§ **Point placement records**
::::
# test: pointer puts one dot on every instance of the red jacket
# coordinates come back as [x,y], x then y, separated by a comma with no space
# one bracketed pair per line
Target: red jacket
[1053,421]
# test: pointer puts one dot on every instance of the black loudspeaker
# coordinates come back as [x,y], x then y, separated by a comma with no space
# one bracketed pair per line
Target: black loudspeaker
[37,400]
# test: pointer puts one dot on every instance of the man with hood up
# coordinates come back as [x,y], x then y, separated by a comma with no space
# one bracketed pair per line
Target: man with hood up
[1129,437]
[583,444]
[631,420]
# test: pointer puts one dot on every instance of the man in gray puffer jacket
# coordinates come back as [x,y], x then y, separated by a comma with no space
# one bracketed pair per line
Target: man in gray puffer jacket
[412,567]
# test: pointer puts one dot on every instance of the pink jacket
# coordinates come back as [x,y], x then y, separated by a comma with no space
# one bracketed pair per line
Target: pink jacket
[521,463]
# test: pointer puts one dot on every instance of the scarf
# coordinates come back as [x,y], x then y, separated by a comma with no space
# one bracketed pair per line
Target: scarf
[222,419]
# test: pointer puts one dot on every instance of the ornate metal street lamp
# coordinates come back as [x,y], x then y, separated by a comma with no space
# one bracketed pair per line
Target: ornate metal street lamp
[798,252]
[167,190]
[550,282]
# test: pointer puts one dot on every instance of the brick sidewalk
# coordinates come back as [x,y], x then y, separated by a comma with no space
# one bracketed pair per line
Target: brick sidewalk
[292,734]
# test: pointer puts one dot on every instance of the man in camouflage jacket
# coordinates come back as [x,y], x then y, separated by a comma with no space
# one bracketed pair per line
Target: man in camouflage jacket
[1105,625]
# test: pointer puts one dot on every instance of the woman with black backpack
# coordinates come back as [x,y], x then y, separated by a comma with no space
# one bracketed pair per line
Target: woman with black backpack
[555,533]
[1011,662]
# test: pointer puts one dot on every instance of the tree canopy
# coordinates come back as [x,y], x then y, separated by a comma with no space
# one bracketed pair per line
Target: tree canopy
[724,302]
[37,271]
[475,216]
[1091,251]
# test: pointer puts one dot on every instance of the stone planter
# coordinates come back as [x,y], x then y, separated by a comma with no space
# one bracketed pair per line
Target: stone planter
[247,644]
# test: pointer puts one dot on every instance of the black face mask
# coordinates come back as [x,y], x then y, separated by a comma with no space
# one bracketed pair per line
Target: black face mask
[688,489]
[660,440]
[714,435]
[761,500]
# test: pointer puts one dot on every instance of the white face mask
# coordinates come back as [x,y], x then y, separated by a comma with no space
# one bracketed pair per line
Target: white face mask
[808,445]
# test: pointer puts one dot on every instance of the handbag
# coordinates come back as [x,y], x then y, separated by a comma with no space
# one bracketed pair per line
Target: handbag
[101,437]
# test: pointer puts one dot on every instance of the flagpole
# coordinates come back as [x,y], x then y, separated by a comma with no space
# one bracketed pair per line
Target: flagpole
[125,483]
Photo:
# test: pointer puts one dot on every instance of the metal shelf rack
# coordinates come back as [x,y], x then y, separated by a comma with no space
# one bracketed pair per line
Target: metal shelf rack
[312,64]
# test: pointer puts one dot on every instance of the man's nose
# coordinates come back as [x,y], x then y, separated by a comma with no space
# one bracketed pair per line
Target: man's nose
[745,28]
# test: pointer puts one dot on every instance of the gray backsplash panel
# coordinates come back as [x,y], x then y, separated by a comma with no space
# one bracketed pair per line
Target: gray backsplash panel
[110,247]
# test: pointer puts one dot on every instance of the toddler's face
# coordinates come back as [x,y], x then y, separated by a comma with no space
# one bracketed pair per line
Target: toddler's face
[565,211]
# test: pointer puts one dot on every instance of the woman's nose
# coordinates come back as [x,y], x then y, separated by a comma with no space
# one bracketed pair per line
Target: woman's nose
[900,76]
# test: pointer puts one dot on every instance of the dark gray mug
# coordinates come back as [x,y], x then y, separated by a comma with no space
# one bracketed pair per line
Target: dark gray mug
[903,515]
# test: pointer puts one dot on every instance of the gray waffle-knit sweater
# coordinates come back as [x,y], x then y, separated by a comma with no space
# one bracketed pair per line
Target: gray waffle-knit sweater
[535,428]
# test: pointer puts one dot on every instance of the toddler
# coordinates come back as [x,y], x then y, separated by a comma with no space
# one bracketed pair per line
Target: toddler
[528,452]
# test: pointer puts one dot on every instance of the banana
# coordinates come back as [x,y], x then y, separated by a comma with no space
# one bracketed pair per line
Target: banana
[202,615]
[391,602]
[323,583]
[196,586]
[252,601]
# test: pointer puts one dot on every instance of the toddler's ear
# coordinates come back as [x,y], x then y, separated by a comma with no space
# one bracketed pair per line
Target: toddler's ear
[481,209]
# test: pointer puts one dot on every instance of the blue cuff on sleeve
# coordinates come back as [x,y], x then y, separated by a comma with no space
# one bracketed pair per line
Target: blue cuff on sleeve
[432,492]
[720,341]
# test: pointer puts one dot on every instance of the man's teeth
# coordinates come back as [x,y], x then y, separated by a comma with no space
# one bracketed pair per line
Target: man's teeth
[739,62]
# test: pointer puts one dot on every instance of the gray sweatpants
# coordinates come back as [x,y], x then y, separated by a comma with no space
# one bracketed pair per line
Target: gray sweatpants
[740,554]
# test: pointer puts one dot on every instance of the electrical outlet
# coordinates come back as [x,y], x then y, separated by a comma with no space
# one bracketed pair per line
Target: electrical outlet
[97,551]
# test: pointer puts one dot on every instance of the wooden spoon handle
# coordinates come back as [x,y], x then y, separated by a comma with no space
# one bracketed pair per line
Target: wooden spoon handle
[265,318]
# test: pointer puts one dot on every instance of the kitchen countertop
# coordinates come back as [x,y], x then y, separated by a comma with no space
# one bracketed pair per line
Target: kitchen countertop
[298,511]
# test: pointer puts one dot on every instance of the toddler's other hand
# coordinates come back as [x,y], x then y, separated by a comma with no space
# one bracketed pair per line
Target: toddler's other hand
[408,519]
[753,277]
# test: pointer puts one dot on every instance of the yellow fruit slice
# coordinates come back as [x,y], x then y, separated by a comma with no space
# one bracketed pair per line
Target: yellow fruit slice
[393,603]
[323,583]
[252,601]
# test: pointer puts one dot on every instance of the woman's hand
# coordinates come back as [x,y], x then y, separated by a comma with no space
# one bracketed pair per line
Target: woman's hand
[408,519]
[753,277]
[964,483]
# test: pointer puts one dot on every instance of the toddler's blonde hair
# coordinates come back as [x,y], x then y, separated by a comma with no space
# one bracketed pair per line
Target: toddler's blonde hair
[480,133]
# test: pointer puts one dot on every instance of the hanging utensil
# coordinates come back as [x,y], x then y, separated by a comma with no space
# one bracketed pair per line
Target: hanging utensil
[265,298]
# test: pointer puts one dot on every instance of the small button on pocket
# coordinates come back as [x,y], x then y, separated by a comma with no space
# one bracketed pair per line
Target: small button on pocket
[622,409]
::::
Each line from the one containing "the kitchen countertop" to the end of the records should be echoed exactly, and no other line.

# test: pointer puts one dot on every instance of the kitchen countertop
# coordinates come back as [x,y], x then y, separated by a comma with no space
# one bracketed pair per line
Target: kitchen countertop
[298,511]
# test: pointer puts one dot on every instance of the toddler's other hand
# coordinates come back as [x,y], x then y, separated by a comma with no space
# one bracketed pair per line
Target: toddler's other hand
[408,519]
[753,277]
# test: pointer puts one dot on every instance of the yellow fruit slice
# coordinates come back as [x,y], x then y, separated by a comma with no space
# one bracketed pair per line
Target: yellow fruit slice
[393,603]
[323,583]
[252,601]
# test: pointer puts one dot on every instance of the woman's hand
# coordinates come back as [x,y], x then y, separated by a comma with no space
# one bracketed pair per line
Target: woman's hand
[408,519]
[753,277]
[964,483]
# test: pointer puts one dot on every instance of the toddler's blonde hair
# coordinates come back as [x,y], x then y, separated by a comma with no space
# one bracketed pair per line
Target: toddler's blonde hair
[480,133]
# test: pointer puts one dot on every instance of the hanging utensil
# coordinates come back as [x,y], x then y, separated by a comma with no space
# one bracketed pair per line
Target: hanging utensil
[265,298]
# test: pointer puts one dot on every instance of the small button on pocket
# coordinates come back as [x,y], x then y, separated by a comma with no space
# one bracketed pair per line
Target: small button on pocket
[622,409]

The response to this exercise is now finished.